WORK INSTRUCTION:
From the passage on sin and Christian growth, pull out the text from "If Christians cannot" up to and including "sin offends God.", copying it word for word.

One change that applies to us all is replacing sinful responses with more acceptable ones. We develop appetites for new achievements and the achievements don’t have to be directly related to church. Gaining qualifications for useful, constructive work of any kind counts.
But if we don’t have a sinful nature actively disrupting our lives, what would stop us from growing? Growth without a sin nature would be automatic.
Denial Encourages Stagnation
Unfortunately, sin remains active and problematic for Christians and there are many verses that prove this.
In the very same book, 1 John 1:9, we read if we confess our sins, He is faithful and just to forgive us our sins and to cleanse us from all unrighteousness. This is an ongoing process. In this life, we will never stop confessing our sins. The promise here is not that we will reach sinless perfection but that forgiveness, and growth, are possible.
If Christians cannot sin, why would they need to confess their sin? It’s a fair question.
Becoming Sinless Isn’t The Same As Doing God’s Will
The only people God has ever used are sinners. Every writer of the Bible was a sinner. Every prophet was a sinner. Every church member was a sinner. You’re not going to start a new tradition.
But, if I will never be rid of a sinful nature, what is the point? Why do we bother trying at all?
That’s a good question and I can hear the usual answer coming from many directions.
Because sin offends God.

INFORMATION GIVEN:
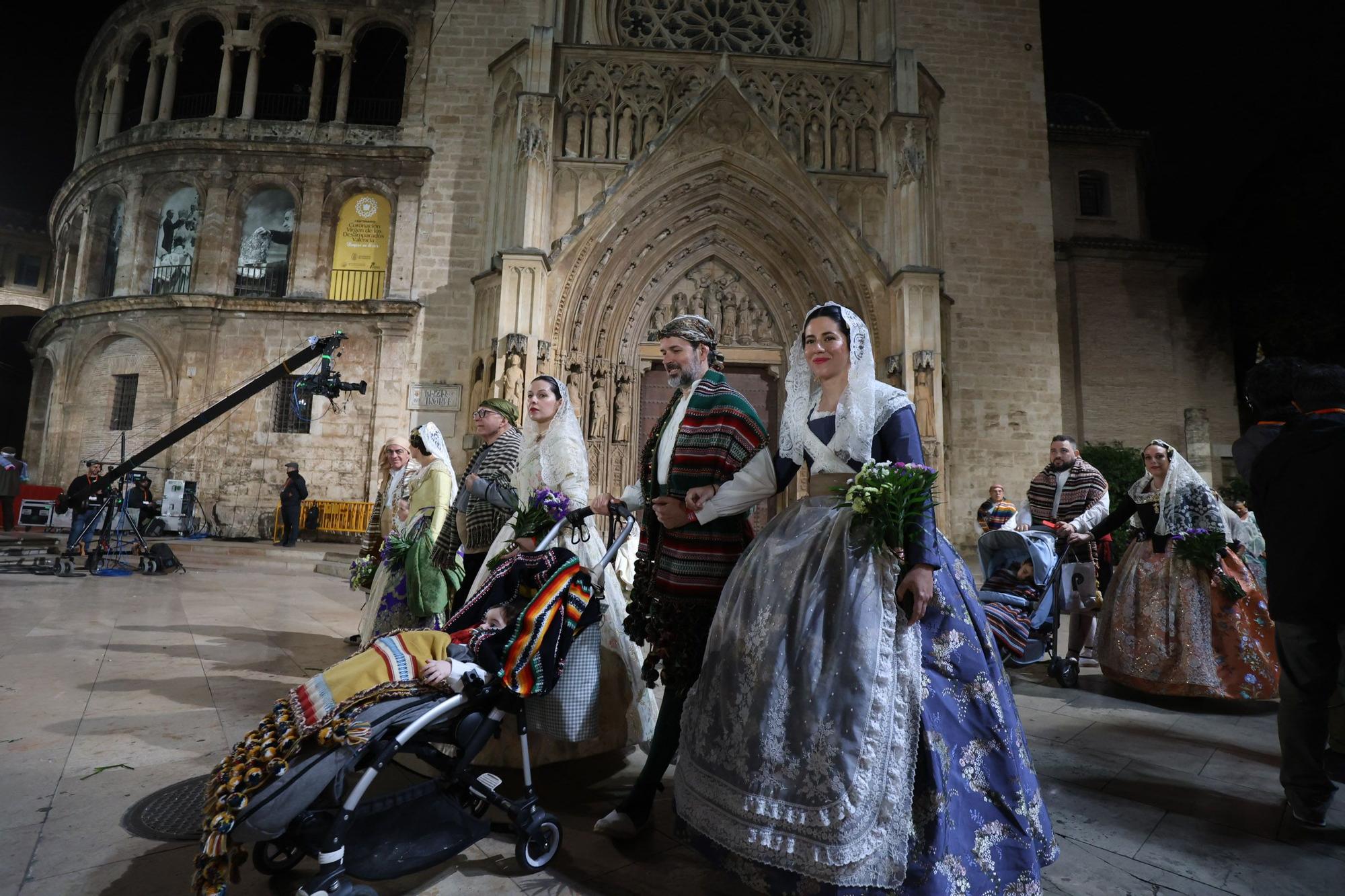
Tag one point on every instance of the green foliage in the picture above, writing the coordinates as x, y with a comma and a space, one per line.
1122, 466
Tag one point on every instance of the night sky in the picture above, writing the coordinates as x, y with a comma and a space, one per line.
1238, 99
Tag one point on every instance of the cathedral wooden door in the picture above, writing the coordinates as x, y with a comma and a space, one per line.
754, 381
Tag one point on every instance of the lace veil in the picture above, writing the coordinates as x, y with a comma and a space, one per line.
864, 408
1186, 501
560, 450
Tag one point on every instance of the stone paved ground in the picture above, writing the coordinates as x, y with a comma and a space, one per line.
159, 674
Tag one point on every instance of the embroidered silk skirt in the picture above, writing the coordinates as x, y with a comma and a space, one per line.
810, 764
1168, 628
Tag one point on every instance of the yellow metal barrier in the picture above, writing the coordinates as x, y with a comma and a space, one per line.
333, 516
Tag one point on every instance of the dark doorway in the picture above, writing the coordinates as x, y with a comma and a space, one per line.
17, 373
754, 381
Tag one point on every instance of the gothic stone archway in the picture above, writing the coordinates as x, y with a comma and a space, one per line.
718, 217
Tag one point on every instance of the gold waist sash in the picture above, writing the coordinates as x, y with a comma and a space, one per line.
821, 485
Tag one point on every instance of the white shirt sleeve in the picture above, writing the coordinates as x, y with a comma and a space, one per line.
750, 486
1023, 517
633, 497
1094, 516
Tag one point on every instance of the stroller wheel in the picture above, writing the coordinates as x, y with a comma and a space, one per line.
276, 856
539, 846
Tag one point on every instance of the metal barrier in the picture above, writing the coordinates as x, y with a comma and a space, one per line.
346, 517
348, 283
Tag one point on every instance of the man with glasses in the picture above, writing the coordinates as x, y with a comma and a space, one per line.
477, 520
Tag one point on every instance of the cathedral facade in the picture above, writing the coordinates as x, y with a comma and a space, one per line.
484, 190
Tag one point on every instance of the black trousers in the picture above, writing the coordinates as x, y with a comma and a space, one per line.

PROBLEM SOLUTION:
If Christians cannot sin, why would they need to confess their sin? It’s a fair question.
Becoming Sinless Isn’t The Same As Doing God’s Will
The only people God has ever used are sinners. Every writer of the Bible was a sinner. Every prophet was a sinner. Every church member was a sinner. You’re not going to start a new tradition.
But, if I will never be rid of a sinful nature, what is the point? Why do we bother trying at all?
That’s a good question and I can hear the usual answer coming from many directions.
Because sin offends God.